# WHAT TO DO
The lines to copy are those in the records below that hold the word "shoe".

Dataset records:
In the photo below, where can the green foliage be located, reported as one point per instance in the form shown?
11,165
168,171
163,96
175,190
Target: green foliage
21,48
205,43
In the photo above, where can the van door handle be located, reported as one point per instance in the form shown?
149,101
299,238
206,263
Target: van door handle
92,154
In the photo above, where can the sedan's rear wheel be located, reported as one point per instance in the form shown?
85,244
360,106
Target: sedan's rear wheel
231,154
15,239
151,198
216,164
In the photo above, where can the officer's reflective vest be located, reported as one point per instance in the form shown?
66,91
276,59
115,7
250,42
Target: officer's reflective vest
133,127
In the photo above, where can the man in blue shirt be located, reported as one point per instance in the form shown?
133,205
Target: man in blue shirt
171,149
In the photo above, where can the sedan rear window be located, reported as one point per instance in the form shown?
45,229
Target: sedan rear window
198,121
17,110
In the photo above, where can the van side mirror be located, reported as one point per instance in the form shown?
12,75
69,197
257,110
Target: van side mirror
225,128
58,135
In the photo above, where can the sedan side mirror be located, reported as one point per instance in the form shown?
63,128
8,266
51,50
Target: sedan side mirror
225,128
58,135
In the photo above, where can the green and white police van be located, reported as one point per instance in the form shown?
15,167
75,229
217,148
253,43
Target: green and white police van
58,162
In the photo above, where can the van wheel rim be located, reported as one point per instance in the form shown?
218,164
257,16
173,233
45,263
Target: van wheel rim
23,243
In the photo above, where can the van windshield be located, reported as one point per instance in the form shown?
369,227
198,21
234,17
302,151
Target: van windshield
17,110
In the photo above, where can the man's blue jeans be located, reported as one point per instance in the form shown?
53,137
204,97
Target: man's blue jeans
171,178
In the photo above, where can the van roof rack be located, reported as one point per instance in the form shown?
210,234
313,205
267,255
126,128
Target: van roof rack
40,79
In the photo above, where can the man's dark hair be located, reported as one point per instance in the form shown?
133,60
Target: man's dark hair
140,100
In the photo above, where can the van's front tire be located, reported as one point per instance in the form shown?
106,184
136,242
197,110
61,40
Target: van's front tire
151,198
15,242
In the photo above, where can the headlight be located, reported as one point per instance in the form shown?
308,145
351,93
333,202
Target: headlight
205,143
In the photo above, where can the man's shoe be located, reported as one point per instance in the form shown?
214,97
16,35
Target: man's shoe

# TASK RESPONSE
In the photo above, where can the man's shoe be located, reported as one point per instance in the form shown?
Target: man's shoe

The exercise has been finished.